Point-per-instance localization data
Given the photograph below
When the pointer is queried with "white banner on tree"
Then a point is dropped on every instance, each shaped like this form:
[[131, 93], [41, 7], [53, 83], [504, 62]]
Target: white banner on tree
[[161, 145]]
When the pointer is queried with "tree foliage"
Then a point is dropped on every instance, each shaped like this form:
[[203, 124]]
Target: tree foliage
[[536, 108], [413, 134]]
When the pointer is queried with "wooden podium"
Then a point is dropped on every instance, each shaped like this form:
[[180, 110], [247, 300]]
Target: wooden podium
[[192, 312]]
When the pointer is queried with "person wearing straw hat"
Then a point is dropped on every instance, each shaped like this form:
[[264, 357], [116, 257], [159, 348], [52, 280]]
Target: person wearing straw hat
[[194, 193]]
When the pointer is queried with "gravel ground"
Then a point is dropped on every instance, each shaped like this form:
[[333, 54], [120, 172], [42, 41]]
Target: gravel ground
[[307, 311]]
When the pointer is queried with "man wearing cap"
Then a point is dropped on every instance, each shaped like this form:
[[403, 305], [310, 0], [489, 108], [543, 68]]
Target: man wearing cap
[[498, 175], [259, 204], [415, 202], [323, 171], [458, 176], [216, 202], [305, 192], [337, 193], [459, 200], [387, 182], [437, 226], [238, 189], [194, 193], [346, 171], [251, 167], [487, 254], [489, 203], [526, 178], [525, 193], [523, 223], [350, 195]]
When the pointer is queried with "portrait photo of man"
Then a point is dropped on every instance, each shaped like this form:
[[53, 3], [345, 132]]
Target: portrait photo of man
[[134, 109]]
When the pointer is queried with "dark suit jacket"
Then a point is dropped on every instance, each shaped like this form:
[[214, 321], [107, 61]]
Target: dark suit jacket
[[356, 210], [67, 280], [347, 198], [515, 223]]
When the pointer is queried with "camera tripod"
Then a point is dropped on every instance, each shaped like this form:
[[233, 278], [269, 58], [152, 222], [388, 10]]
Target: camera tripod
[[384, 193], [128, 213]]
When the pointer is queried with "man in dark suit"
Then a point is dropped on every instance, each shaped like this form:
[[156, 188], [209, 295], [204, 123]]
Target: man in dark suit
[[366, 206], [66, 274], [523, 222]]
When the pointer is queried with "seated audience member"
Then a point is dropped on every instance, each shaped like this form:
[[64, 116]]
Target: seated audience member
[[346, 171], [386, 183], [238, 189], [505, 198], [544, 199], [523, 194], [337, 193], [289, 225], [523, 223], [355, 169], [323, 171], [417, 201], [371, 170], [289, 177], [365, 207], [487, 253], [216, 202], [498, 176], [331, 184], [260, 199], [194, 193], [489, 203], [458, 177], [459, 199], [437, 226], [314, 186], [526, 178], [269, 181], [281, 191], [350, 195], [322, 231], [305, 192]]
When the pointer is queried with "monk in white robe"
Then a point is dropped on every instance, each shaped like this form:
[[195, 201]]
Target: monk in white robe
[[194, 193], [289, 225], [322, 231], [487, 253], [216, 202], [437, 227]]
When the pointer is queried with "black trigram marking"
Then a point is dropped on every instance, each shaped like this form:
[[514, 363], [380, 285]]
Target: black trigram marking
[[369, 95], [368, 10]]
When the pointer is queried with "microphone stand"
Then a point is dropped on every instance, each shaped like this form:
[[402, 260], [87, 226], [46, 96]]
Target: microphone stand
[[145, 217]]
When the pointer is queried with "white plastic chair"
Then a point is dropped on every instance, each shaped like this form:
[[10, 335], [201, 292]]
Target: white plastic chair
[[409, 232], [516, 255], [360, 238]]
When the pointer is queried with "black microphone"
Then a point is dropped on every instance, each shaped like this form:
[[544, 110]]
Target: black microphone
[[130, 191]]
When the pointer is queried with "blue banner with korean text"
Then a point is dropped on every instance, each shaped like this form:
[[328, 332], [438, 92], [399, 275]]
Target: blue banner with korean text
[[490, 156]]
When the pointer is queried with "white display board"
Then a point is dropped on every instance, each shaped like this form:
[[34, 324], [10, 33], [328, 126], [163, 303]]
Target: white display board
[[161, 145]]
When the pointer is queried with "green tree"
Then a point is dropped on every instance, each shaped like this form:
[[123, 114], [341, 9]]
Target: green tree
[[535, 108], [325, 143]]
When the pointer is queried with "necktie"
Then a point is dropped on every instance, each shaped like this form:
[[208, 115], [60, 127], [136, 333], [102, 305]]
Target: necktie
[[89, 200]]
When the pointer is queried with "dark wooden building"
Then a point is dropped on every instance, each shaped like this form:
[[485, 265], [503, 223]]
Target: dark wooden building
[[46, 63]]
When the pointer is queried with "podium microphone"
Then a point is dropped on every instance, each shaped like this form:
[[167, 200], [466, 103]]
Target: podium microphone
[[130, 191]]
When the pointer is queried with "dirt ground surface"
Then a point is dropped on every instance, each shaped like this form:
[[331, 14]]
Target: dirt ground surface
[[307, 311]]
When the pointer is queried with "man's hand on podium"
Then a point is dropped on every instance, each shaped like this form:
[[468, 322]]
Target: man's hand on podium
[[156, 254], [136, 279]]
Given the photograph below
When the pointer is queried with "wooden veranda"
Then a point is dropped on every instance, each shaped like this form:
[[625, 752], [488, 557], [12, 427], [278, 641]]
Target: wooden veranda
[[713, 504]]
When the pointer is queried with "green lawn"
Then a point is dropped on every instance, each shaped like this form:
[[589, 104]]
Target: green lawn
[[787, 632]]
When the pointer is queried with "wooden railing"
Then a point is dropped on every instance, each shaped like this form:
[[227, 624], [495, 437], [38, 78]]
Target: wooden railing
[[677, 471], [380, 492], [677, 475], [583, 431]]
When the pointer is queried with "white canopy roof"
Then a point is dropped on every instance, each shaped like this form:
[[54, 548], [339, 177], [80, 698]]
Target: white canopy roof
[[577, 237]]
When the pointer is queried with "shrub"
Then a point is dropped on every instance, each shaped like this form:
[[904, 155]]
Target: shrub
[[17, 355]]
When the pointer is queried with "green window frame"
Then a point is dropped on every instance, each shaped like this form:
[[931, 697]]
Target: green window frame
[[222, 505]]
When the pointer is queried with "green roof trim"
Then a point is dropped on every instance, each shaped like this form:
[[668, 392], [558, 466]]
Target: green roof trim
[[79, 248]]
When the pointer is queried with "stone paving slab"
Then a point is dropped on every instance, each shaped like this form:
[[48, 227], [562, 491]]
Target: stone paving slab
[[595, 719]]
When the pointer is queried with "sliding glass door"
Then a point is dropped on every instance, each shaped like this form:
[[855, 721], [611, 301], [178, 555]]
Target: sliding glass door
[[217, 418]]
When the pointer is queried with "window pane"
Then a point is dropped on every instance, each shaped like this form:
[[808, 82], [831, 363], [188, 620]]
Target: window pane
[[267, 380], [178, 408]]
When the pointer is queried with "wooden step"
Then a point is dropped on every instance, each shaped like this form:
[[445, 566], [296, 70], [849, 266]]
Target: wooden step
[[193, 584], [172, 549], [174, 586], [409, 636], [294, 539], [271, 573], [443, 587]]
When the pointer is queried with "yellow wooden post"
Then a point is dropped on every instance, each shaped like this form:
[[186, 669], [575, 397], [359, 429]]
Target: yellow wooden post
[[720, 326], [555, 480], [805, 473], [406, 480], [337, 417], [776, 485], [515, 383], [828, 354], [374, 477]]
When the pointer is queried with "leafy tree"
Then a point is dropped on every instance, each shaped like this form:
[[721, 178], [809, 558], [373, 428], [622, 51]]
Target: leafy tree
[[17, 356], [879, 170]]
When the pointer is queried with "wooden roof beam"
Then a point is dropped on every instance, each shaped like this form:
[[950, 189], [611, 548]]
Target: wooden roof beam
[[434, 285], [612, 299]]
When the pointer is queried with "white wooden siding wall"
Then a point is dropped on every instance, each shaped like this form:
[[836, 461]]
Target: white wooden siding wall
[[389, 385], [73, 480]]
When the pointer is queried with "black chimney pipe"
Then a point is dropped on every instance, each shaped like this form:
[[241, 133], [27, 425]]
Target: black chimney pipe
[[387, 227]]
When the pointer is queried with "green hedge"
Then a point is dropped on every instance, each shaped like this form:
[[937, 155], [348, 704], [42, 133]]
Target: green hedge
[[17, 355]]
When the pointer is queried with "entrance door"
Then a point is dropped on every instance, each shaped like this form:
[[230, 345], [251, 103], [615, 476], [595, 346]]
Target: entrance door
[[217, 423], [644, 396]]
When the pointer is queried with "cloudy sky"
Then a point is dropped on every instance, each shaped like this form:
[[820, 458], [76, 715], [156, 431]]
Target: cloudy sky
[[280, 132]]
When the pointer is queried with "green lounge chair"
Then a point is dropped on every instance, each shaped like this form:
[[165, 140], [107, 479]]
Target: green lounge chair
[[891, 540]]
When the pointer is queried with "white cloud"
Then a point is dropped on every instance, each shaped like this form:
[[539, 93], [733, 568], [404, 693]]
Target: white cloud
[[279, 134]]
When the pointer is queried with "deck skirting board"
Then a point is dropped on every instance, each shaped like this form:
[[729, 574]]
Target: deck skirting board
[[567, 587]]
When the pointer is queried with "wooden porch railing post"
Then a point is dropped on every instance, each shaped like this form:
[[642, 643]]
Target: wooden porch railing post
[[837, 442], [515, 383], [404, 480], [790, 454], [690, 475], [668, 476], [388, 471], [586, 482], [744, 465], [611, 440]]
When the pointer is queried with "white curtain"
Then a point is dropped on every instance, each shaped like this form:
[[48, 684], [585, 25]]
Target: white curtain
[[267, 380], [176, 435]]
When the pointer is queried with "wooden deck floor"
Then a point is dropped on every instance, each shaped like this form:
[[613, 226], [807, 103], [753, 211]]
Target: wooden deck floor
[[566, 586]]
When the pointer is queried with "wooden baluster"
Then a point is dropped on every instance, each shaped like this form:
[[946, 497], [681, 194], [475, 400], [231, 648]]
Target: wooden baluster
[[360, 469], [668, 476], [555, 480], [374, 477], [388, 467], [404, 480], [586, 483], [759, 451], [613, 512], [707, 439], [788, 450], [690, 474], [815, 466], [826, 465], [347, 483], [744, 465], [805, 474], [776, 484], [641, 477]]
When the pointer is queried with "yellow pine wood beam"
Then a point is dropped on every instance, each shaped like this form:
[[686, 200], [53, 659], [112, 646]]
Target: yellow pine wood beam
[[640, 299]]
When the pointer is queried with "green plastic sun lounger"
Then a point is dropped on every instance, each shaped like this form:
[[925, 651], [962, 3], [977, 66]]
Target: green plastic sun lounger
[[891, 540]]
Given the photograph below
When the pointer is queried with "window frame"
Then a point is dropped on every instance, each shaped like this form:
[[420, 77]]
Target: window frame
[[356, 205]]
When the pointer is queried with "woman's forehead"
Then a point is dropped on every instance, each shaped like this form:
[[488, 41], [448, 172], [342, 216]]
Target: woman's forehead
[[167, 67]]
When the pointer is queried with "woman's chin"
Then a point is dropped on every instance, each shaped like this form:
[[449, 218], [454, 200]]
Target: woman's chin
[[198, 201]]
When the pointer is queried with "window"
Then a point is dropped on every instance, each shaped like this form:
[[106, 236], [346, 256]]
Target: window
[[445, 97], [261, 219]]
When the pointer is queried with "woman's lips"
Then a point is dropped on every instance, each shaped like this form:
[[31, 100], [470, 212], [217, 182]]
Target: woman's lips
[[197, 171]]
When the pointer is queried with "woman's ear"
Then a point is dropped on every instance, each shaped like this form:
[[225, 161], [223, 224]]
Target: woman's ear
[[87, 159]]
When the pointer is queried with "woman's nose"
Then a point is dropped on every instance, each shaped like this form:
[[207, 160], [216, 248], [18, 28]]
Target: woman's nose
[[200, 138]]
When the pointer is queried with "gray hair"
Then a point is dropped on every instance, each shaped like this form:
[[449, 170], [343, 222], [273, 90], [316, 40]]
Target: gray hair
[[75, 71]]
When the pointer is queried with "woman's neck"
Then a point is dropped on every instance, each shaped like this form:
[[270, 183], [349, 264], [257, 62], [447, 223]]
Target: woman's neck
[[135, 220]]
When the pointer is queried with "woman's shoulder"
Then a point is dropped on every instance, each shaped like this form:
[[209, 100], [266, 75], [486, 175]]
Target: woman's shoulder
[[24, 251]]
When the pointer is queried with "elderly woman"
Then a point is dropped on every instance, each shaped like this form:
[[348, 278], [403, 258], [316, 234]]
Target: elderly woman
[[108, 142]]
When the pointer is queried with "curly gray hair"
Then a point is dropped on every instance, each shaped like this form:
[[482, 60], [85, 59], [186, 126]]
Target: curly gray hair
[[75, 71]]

**The task**
From the opening line of the data above through the line that contains "[[333, 54], [120, 172], [42, 41]]", please print each line as it stands and only those lines.

**Exercise result**
Given the photograph below
When the pointer is queried with "white banner on tree"
Then a point is dropped on every instance, each shaped like this form:
[[131, 93], [41, 7], [53, 83], [504, 62]]
Target: white banner on tree
[[161, 145]]
When the pointer is queried with "tree foliage"
Then a point is dropped on every instance, each shaped like this form:
[[203, 124]]
Target: tree foliage
[[536, 108], [413, 134]]
When the pointer is queried with "wooden podium"
Then a point is dropped on every instance, each shaped like this form:
[[180, 110], [247, 300]]
Target: wooden podium
[[192, 312]]
When the pointer is queried with "person wearing straw hat"
Then a point is dropped on every instance, each shaped like this form:
[[264, 357], [116, 257], [159, 348], [52, 280]]
Target: person wearing straw hat
[[194, 193]]
When the pointer is queried with "gravel ground"
Then a point is dropped on every instance, each shaped like this form:
[[333, 54], [120, 172], [42, 41]]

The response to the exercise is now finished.